> What to work on
Count the lines in the items that follow containing the string "above". Reply with the number alone.

═══ Material supplied

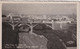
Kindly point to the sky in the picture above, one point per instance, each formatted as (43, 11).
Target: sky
(39, 8)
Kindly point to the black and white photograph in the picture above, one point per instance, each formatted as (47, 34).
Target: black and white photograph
(39, 25)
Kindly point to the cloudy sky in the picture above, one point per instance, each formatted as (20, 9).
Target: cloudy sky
(39, 8)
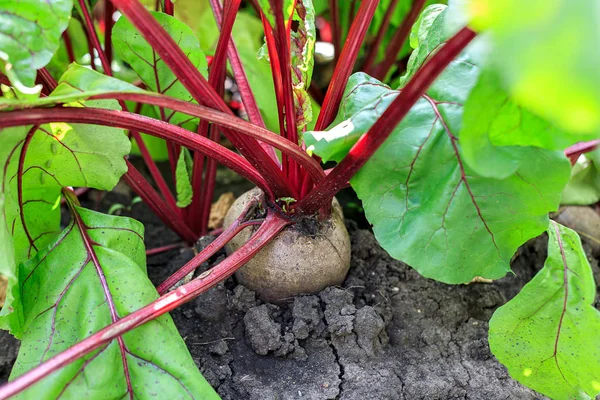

══════

> Full response
3